== Extracted information ==
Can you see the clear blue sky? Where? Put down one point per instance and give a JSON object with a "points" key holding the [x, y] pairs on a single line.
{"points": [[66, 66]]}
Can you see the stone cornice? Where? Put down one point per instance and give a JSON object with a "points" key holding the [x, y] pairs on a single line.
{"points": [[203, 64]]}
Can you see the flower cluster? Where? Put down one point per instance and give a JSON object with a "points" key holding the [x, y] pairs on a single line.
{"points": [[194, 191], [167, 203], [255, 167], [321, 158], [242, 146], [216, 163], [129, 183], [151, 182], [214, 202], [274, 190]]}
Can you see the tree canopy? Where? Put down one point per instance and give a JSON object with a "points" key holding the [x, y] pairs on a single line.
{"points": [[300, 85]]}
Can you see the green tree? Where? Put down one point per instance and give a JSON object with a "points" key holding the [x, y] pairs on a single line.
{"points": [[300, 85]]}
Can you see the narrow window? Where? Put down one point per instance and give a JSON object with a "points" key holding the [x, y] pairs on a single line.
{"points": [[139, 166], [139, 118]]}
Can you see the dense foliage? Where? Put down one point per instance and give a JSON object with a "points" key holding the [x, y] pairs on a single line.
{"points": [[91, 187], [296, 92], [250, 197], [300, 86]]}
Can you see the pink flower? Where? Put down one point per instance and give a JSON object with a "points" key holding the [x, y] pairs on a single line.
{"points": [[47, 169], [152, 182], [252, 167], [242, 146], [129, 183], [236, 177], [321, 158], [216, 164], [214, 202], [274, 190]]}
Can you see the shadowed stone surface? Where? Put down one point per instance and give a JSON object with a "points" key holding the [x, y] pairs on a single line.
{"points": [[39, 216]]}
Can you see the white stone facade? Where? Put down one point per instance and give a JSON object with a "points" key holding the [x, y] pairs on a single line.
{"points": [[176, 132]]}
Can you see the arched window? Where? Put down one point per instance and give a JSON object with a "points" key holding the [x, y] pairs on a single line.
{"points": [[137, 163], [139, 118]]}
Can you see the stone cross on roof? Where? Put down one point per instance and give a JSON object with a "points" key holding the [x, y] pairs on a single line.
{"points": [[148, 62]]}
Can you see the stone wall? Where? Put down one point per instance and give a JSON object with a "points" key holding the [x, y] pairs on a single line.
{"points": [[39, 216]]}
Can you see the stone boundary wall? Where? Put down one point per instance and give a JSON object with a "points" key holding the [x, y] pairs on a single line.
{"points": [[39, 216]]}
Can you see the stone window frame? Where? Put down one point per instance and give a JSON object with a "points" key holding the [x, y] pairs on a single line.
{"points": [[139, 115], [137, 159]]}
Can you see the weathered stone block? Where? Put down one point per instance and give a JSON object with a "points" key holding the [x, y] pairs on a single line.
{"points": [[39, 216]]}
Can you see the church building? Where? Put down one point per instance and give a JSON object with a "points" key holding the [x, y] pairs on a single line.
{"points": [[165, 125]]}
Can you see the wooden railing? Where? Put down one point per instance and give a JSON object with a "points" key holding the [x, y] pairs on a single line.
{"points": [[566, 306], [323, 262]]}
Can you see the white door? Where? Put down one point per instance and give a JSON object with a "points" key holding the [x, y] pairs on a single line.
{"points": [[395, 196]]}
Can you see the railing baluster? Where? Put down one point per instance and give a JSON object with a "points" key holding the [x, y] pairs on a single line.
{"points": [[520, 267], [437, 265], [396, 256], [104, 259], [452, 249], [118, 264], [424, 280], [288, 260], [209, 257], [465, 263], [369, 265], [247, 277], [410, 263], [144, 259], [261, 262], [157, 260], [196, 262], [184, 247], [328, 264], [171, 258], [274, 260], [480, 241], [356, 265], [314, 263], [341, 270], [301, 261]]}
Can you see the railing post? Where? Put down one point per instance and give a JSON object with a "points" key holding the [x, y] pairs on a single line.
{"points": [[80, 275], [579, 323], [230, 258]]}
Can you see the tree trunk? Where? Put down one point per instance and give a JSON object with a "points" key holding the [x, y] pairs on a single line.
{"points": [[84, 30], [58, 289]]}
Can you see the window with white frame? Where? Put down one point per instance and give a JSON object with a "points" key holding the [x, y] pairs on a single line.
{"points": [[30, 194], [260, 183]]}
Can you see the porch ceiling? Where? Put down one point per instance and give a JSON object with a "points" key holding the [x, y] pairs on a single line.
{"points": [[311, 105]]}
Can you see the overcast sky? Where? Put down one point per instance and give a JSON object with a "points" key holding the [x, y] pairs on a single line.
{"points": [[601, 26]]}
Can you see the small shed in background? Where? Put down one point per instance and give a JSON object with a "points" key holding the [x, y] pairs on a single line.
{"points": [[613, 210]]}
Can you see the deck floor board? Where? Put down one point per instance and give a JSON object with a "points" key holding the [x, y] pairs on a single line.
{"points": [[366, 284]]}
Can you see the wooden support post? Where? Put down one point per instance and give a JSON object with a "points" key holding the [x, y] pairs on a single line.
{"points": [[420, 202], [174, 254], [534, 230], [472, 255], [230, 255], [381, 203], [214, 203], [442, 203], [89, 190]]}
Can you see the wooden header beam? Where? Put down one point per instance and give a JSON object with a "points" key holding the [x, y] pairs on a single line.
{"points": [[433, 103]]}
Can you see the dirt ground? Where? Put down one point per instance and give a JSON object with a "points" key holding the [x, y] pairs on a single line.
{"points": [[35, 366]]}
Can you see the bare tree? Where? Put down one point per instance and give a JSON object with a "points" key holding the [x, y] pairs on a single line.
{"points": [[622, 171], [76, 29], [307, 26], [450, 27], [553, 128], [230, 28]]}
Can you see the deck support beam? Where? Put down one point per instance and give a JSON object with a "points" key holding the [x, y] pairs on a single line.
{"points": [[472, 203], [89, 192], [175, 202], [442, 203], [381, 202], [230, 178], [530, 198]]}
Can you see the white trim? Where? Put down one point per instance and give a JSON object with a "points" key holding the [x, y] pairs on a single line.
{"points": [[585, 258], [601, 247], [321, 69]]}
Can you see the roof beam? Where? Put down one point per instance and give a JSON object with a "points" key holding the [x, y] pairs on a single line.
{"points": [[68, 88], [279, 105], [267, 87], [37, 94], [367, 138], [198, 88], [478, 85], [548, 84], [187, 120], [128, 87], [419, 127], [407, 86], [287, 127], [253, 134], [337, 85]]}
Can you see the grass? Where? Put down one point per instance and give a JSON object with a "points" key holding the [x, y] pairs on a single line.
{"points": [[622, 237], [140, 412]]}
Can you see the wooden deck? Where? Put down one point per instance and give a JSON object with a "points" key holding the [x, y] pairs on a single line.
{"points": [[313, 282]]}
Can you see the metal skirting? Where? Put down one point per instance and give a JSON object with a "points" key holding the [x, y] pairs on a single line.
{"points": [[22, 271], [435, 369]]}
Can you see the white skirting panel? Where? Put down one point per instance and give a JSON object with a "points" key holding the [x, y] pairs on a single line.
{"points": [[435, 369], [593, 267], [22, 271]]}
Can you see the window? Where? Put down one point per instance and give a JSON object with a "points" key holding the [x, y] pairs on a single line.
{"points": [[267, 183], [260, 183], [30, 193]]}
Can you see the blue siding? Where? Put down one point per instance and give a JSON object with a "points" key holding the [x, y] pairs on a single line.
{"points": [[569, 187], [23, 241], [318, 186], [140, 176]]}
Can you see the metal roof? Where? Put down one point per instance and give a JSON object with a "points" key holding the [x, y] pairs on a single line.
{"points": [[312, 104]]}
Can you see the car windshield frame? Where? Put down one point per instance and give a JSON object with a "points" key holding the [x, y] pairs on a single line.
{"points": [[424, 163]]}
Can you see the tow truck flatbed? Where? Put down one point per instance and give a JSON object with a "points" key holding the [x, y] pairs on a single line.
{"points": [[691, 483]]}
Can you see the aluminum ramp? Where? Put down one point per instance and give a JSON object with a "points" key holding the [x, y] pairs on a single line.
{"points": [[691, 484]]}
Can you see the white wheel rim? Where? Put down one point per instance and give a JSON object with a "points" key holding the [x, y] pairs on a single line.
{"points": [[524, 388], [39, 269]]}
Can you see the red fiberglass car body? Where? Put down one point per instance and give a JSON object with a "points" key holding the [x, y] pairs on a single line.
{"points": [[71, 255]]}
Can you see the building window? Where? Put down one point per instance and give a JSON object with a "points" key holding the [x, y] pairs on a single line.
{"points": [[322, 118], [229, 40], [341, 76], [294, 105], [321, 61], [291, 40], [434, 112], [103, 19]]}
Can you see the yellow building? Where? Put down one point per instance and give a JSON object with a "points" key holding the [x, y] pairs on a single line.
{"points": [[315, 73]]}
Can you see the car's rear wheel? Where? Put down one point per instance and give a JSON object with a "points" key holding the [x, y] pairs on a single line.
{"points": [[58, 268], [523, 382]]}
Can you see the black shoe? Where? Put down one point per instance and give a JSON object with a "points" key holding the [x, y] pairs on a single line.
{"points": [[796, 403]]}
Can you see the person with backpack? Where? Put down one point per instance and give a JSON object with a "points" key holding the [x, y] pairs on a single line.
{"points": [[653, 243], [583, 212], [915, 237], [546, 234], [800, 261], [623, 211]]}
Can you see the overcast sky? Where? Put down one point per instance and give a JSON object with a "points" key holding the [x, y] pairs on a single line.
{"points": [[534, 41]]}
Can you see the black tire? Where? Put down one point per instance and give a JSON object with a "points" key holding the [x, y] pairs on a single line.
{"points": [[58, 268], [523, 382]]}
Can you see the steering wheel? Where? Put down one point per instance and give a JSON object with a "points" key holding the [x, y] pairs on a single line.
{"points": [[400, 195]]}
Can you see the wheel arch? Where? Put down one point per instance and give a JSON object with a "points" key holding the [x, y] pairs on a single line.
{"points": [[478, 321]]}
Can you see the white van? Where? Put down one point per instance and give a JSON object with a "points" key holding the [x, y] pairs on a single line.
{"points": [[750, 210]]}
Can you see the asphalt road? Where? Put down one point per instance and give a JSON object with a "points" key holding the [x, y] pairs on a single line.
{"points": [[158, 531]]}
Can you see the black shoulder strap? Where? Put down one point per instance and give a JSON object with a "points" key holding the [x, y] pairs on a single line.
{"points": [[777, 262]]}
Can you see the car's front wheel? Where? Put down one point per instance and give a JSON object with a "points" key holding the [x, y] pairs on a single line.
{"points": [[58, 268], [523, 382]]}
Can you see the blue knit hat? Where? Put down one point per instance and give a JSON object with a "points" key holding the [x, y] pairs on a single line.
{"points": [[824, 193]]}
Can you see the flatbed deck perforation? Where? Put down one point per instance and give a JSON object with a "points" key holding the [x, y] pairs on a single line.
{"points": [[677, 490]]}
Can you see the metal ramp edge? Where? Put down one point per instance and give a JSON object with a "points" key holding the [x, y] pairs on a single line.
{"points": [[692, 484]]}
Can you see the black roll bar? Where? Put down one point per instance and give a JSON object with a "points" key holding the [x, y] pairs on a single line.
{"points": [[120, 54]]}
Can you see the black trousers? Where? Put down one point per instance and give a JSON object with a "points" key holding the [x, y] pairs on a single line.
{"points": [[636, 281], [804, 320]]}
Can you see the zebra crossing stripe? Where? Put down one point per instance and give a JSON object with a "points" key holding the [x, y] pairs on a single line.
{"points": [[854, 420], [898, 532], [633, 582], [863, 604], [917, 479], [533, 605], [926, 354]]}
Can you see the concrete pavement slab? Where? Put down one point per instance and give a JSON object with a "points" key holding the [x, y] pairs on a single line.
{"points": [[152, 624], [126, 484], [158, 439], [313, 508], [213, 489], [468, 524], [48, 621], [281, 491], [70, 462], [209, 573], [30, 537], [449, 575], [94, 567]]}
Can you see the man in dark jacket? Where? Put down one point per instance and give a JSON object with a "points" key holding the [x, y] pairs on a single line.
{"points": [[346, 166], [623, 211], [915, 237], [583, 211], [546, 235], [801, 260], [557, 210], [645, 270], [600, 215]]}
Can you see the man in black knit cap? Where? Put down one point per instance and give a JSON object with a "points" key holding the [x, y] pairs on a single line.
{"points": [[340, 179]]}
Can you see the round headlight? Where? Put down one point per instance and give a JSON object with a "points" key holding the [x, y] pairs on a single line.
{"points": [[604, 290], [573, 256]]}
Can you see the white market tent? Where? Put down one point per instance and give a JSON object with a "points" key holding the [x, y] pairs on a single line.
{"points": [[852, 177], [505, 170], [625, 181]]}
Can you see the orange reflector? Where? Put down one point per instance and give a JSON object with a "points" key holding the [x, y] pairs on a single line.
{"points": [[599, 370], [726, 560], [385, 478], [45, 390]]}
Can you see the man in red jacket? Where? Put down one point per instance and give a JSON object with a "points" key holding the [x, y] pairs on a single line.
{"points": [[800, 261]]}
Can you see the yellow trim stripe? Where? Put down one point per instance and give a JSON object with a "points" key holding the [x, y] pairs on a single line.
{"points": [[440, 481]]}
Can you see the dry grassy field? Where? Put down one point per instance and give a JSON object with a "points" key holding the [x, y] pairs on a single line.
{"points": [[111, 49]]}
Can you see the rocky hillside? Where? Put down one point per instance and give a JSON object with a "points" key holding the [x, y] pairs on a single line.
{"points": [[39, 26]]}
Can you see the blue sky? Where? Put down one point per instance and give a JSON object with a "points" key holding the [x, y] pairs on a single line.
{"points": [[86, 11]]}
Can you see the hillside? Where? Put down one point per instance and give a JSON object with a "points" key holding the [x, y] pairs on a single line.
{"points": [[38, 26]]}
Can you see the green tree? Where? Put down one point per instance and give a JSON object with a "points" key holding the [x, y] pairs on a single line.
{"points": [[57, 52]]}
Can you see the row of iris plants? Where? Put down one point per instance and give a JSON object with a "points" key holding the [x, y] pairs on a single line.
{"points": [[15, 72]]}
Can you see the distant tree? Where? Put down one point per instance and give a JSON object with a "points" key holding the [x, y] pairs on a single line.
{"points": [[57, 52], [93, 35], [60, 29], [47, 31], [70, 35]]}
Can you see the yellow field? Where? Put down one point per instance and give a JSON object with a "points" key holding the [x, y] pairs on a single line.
===
# The problem
Find the line containing "Can you see the row" in the material above. Print it and every line after it through the end, exactly and only those.

# Final result
Can you see the row of iris plants? Where? Put down one point per instance and give a JSON object with a "points" key holding the [x, y] pairs on a single line.
{"points": [[15, 72]]}
Can you see the distant tree? Where? Put down one point per instance and give a JSON object with a "points" key holding the [x, y] pairs on a single line.
{"points": [[57, 52], [93, 35], [60, 29], [47, 31], [70, 35]]}
Can you see the yellow field? Where? Put down one point per instance and give a JSON object with a "points" key holding the [x, y] pairs on a single line.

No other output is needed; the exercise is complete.